- Opening Delimiter -

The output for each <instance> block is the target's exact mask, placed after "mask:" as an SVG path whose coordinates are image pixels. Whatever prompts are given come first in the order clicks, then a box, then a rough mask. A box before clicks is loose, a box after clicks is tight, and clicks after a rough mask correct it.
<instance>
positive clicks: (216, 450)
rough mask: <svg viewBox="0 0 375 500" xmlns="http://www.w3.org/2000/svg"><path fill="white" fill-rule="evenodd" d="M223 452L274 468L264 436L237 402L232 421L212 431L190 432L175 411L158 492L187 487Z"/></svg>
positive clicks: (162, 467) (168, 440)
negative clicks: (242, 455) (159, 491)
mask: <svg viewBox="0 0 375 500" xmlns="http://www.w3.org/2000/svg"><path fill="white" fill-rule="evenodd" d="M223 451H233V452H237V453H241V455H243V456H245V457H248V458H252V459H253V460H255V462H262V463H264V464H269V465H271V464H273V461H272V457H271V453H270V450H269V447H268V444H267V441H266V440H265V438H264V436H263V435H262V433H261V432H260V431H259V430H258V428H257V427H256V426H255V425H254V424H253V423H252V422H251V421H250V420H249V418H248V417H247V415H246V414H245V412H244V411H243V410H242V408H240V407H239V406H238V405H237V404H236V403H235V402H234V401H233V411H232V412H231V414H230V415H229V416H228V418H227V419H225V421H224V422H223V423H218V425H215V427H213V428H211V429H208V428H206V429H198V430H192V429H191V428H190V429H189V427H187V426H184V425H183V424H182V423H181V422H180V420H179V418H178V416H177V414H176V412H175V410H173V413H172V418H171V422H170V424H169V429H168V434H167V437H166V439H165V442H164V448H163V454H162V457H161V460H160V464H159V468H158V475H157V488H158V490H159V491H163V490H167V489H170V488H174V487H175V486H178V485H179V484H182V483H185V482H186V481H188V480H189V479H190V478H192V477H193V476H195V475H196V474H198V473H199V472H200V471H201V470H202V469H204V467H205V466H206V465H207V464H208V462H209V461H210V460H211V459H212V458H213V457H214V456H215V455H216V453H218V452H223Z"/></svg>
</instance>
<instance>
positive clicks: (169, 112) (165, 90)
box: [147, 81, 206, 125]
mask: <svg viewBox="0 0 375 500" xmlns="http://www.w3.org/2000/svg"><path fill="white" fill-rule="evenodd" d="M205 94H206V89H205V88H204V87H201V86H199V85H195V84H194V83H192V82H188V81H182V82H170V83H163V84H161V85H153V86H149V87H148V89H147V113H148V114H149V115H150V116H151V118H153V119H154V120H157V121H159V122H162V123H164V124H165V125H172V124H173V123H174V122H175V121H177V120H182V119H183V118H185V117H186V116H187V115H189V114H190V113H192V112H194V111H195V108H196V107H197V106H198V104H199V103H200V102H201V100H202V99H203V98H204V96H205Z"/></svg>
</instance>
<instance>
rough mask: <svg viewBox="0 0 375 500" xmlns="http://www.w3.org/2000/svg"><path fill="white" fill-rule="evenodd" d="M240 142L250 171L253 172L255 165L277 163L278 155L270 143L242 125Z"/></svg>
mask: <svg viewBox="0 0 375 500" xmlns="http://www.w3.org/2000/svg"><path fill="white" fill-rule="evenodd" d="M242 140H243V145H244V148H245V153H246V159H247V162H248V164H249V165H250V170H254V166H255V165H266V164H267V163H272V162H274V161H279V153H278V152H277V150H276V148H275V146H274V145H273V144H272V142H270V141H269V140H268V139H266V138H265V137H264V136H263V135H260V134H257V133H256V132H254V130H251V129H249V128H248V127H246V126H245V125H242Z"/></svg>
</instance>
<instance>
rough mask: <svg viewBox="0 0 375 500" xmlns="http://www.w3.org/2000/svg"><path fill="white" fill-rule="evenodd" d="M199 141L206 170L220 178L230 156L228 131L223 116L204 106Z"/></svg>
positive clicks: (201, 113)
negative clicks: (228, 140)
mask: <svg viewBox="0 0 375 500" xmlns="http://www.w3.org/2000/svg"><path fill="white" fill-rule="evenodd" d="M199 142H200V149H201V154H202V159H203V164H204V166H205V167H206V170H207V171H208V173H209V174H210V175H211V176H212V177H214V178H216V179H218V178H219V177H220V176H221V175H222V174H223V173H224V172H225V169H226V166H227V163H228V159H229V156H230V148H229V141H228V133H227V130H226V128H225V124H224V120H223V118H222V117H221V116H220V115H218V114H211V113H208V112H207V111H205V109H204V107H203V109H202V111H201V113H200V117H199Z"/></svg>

- Closing Delimiter -

Task requirements:
Rewrite every one of the rows above as a numbered list, leaving out any blank lines.

Answer to the problem:
1. The output for each <instance> block is the target's exact mask, placed after "mask:" as an SVG path whose coordinates are image pixels. Whatever prompts are given come first in the order clicks, then a box, then a rough mask. A box before clicks is loose, a box after clicks is tight, and clicks after a rough mask correct it.
2. <instance>
3. positive clicks: (216, 450)
4. rough mask: <svg viewBox="0 0 375 500" xmlns="http://www.w3.org/2000/svg"><path fill="white" fill-rule="evenodd" d="M223 452L274 468L264 436L237 402L232 421L212 431L190 432L175 411L158 492L187 487Z"/></svg>
5. positive clicks: (162, 467) (168, 440)
6. negative clicks: (242, 455) (159, 491)
7. mask: <svg viewBox="0 0 375 500" xmlns="http://www.w3.org/2000/svg"><path fill="white" fill-rule="evenodd" d="M223 451H233V452H237V453H241V455H243V456H245V457H248V458H252V459H253V460H255V462H262V463H264V464H269V465H271V464H273V461H272V457H271V453H270V450H269V447H268V444H267V441H266V440H265V438H264V436H263V435H262V433H261V432H260V431H259V430H258V428H257V427H256V426H255V425H254V424H253V423H252V422H251V421H250V420H249V418H248V417H247V415H246V414H245V412H244V411H243V410H242V408H240V407H239V406H238V405H237V404H236V403H235V402H234V401H233V411H232V412H231V414H230V415H229V416H228V418H227V419H225V421H224V422H223V423H218V425H215V427H213V428H211V429H208V428H206V429H198V430H192V429H191V428H190V429H189V427H187V426H184V425H183V424H182V423H181V422H180V420H179V418H178V416H177V414H176V412H175V410H173V413H172V418H171V422H170V424H169V429H168V434H167V437H166V439H165V442H164V448H163V454H162V457H161V460H160V464H159V468H158V475H157V488H158V490H159V491H163V490H167V489H170V488H174V487H175V486H178V485H179V484H182V483H185V482H186V481H188V480H189V479H190V478H192V477H193V476H195V475H196V474H198V473H199V472H200V471H201V470H202V469H204V467H205V466H206V465H207V464H208V462H209V461H210V460H211V459H212V458H213V457H214V456H215V455H216V453H218V452H223Z"/></svg>
8. </instance>
9. <instance>
10. positive clicks: (169, 112) (165, 90)
11. box: [147, 81, 206, 125]
12. mask: <svg viewBox="0 0 375 500" xmlns="http://www.w3.org/2000/svg"><path fill="white" fill-rule="evenodd" d="M205 94H206V89H205V88H204V87H201V86H199V85H195V84H194V83H192V82H188V81H182V82H170V83H163V84H161V85H153V86H149V87H148V89H147V113H148V114H149V115H150V116H151V118H153V119H154V120H157V121H159V122H162V123H164V124H165V125H172V124H173V123H174V122H175V121H177V120H182V119H183V118H185V117H186V116H187V115H189V114H190V113H192V112H194V111H195V108H196V107H197V106H198V104H199V103H200V102H201V100H202V99H203V98H204V96H205Z"/></svg>
13. </instance>
14. <instance>
15. rough mask: <svg viewBox="0 0 375 500" xmlns="http://www.w3.org/2000/svg"><path fill="white" fill-rule="evenodd" d="M240 142L250 171L253 172L255 165L277 163L278 155L270 143L242 125Z"/></svg>
16. mask: <svg viewBox="0 0 375 500" xmlns="http://www.w3.org/2000/svg"><path fill="white" fill-rule="evenodd" d="M242 140H243V145H244V148H245V153H246V159H247V162H248V164H249V165H250V170H254V166H255V165H266V164H267V163H272V162H274V161H279V153H278V152H277V150H276V148H275V146H274V145H273V144H272V142H270V141H269V140H268V139H266V138H265V137H264V136H263V135H260V134H257V133H256V132H254V130H251V129H249V128H248V127H246V126H245V125H242Z"/></svg>
17. </instance>
18. <instance>
19. rough mask: <svg viewBox="0 0 375 500" xmlns="http://www.w3.org/2000/svg"><path fill="white" fill-rule="evenodd" d="M199 141L206 170L220 178L230 156L228 131L223 116L204 106Z"/></svg>
20. positive clicks: (201, 113)
21. negative clicks: (228, 140)
22. mask: <svg viewBox="0 0 375 500" xmlns="http://www.w3.org/2000/svg"><path fill="white" fill-rule="evenodd" d="M199 142H200V149H201V154H202V159H203V164H204V166H205V167H206V170H207V171H208V173H209V174H210V175H211V176H212V177H214V178H216V179H218V178H219V177H220V176H221V175H222V174H223V173H224V172H225V169H226V166H227V163H228V159H229V156H230V148H229V141H228V133H227V130H226V128H225V124H224V120H223V118H222V117H221V116H220V115H218V114H211V113H208V112H207V111H205V109H204V107H203V109H202V111H201V113H200V117H199Z"/></svg>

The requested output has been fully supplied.